Als extra voorwaarde is gesteld dat geen versnelde afvoer mag plaatsvinden naar het regionale systeem, om wateroverlast vanuit dat regionale systeem te voorkomen. Het regionale watersysteem is immers ingericht om de risico’s op overstromingen binnen aanvaarbare marges te brengen. Het mag daarom tijdens piekafvoeren niet extra belast worden met meer water uit de stad.
Als bij een specifieke locatie voor nieuwbouw of verbouw geen geschikte mogelijkheden zijn voor waterberging op eigen terrein, dan kan gezocht worden naar een nuttige toepassing buiten het gebied. Als ook dat niet haalbaar is, kan de beschikbare capaciteit in de wijkwateren worden ingezet.
◇ ◇ ◇ ◇ ◇
• [GEGEVEN OPDRACHT A] Geef uit de tekst over waterberging alstublieft woordelijk alles weer vanaf "Als bij een" tot en met "wijkwateren worden ingezet.".
• [GEGEVEN OPDRACHT B] Schrijf het vervolg van de tekst over waterberging, aansluitend op de laatste zin.

• [GEËXTRAHEERD MATERIAAL]
◇ ◇ ◇ ◇ ◇
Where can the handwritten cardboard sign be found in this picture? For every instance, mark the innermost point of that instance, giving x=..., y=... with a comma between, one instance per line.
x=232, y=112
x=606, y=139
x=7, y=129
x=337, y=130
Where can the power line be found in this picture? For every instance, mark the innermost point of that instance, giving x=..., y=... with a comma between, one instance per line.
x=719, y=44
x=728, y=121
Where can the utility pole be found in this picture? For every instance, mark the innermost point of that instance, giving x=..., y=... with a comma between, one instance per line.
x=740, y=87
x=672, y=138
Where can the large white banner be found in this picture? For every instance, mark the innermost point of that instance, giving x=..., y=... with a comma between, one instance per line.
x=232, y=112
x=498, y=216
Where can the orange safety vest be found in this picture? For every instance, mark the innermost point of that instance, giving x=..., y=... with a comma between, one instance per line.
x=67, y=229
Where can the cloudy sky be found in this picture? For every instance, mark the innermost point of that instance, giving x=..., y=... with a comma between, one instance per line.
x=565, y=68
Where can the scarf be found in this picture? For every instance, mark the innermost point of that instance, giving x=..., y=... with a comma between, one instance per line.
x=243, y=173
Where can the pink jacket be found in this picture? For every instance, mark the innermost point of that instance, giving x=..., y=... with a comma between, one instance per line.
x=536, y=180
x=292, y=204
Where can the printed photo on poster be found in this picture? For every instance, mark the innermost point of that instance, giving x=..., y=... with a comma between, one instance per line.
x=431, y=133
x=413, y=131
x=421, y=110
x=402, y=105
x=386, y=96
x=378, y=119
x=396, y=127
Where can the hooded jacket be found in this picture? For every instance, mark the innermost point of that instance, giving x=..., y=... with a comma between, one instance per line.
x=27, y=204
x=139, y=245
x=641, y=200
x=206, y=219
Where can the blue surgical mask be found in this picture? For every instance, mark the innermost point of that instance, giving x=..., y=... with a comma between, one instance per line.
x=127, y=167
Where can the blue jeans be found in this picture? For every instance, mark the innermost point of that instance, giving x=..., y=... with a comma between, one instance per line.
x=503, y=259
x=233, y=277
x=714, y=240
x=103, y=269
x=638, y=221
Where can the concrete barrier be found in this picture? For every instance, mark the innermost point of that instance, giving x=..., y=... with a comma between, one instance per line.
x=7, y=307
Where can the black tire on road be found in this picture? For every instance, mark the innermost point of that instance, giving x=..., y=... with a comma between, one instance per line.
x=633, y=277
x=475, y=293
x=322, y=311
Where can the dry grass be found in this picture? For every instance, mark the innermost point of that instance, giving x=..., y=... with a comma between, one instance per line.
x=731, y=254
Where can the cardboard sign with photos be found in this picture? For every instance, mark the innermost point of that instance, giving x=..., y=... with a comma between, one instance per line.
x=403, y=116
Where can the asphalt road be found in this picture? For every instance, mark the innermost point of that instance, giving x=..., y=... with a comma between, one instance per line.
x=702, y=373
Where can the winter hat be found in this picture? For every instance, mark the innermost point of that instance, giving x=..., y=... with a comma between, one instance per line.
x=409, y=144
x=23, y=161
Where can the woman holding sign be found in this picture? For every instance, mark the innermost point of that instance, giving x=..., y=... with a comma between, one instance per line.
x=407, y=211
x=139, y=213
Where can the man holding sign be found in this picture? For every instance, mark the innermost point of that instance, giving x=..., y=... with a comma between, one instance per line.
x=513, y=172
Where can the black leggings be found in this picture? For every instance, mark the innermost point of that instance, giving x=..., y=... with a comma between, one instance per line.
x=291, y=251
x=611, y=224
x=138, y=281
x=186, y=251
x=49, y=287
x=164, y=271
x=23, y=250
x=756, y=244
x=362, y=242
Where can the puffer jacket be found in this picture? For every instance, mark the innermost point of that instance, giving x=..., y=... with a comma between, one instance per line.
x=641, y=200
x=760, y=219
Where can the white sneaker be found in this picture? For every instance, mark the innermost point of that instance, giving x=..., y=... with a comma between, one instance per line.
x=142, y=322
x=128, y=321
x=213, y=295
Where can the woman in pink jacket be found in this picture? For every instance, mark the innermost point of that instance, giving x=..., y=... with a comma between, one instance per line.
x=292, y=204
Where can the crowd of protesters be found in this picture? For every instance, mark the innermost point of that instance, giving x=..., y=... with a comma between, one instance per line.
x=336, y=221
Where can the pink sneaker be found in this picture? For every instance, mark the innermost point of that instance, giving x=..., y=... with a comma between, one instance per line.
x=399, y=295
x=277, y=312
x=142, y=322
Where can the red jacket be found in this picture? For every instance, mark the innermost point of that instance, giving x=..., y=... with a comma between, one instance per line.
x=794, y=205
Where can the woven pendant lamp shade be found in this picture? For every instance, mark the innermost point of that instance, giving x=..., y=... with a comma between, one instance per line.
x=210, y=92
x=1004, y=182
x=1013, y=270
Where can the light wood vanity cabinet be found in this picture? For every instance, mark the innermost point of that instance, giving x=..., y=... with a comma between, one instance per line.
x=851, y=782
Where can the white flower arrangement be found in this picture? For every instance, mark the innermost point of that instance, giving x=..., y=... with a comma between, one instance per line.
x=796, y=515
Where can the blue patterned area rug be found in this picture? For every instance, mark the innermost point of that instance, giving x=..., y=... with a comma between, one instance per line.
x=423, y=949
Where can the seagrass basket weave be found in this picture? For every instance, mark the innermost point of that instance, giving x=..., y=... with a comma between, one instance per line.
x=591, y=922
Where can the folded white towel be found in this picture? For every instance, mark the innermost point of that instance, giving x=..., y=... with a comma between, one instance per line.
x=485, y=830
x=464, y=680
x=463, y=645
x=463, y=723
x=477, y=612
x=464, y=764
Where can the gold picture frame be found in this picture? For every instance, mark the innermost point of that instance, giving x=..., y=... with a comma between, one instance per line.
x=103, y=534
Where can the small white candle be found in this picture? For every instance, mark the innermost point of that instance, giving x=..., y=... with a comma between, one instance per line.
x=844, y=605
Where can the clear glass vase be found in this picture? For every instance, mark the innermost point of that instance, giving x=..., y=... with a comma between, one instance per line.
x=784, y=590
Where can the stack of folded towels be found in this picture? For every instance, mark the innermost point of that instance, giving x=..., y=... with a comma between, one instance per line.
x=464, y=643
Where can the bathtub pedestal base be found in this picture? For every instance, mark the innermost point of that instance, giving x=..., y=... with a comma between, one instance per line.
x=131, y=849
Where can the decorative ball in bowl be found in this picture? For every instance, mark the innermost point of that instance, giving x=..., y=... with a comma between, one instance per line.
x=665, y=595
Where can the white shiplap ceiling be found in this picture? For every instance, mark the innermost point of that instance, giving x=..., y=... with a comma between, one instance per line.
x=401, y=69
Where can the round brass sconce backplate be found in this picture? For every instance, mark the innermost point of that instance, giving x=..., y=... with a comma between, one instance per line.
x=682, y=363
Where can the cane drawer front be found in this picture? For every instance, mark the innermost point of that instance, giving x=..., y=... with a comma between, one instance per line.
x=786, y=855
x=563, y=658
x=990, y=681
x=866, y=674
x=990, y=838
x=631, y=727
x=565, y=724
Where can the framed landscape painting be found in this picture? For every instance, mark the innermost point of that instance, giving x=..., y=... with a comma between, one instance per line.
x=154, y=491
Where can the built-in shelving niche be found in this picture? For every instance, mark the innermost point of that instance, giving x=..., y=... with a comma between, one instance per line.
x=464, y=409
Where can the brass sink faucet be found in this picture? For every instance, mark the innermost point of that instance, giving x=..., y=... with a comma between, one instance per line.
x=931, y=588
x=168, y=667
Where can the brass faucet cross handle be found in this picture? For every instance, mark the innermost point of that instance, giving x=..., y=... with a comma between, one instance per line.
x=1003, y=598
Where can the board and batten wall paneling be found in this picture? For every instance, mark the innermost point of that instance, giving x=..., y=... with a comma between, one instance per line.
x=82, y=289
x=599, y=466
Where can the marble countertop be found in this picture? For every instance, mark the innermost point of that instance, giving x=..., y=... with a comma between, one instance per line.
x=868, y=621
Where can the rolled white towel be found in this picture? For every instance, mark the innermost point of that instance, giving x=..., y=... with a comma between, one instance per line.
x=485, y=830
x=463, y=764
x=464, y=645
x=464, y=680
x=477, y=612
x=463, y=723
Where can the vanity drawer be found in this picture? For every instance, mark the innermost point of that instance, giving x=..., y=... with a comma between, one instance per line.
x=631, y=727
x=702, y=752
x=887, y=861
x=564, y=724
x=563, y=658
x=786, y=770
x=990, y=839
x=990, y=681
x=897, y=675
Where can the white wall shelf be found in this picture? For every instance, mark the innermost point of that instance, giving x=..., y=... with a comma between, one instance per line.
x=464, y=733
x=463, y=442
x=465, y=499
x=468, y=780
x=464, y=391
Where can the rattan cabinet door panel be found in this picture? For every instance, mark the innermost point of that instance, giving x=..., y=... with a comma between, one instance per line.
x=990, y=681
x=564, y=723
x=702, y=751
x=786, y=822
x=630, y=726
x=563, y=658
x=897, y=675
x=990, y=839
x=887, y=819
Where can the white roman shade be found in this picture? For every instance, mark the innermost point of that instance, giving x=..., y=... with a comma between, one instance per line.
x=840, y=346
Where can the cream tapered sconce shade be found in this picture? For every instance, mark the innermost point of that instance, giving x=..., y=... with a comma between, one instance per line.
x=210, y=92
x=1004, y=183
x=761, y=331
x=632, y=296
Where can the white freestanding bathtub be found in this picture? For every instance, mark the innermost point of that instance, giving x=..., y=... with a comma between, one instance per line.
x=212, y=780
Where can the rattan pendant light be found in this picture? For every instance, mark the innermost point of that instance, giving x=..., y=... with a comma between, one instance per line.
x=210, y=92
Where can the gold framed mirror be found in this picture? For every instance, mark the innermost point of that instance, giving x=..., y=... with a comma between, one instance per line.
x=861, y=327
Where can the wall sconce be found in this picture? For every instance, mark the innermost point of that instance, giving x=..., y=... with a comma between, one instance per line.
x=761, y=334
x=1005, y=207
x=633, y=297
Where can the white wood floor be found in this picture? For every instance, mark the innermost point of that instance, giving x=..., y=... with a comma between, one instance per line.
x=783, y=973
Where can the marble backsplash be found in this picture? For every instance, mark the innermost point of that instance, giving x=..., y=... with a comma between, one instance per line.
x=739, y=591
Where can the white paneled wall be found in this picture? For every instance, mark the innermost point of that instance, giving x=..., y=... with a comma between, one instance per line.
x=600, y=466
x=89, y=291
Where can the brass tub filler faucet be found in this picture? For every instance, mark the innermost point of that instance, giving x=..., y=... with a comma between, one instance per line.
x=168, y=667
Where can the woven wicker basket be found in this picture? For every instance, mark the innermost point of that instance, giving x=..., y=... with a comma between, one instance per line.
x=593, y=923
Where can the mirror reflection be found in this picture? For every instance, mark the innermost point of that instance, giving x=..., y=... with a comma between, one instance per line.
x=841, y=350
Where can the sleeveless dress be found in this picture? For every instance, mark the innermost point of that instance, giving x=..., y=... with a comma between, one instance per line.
◇ ◇ ◇ ◇ ◇
• [RESULTAAT A]
Als bij een specifieke locatie voor nieuwbouw of verbouw geen geschikte mogelijkheden zijn voor waterberging op eigen terrein, dan kan gezocht worden naar een nuttige toepassing buiten het gebied. Als ook dat niet haalbaar is, kan de beschikbare capaciteit in de wijkwateren worden ingezet.

• [RESULTAAT B]
1306-04 afb4
Afbeelding 4. Schematische samenvatting hemelwaterbeleid van gemeente ‘s-Hertogenbosch

In het watertoetsoverleg kan worden besloten om de noodzakelijke waterberging voor regenwater in te zetten voor het realiseren van aanvullende waterdoelen, eventueel zelfs buiten het plangebied. Het hemelwater kan bijvoorbeeld naar oppervlaktewater geleid worden als daar behoefte is aan meer water. Het kan dan worden ingezet voor verversing, hoger peil, doorstroming of waterkwaliteit. ’s-Hertogenbosch heeft een aantal wateren dat hiervoor in aanmerking komt. Op andere locaties kan de waterberging mogelijk gerealiseerd worden in de vorm van infiltratie in verdroogde (natuur)gebieden, waardoor het grondwater daar wordt aangevuld.
Dit biedt de waterpartners meer mogelijkheden voor specifiek maatwerk, gericht op de situatie van het watersysteem ter plekke. Zo wordt gewerkt vanuit doelmatigheid in plaats van de normen voor vierkante meters berging als star uitgangspunt te nemen.

Monitoring in de waterbalans

De inzet van de capaciteit van de wijkwateren voor een specifiek project moet altijd afgestemd worden in de formele procedure van de Watertoets. Daarbij zijn de initiatiefnemer, gemeente en waterschap met elkaar in gesprek. De inzet van de capaciteit wordt vervolgens geregistreerd en verdeeld met behulp van een waterbalans per peilgebied. Daarmee wordt continu vastgelegd hoeveel capaciteit beschikbaar is en welke capaciteit reeds toegewezen is. Uiteindelijk kan immers nooit meer capaciteit toegewezen worden dan er beschikbaar is.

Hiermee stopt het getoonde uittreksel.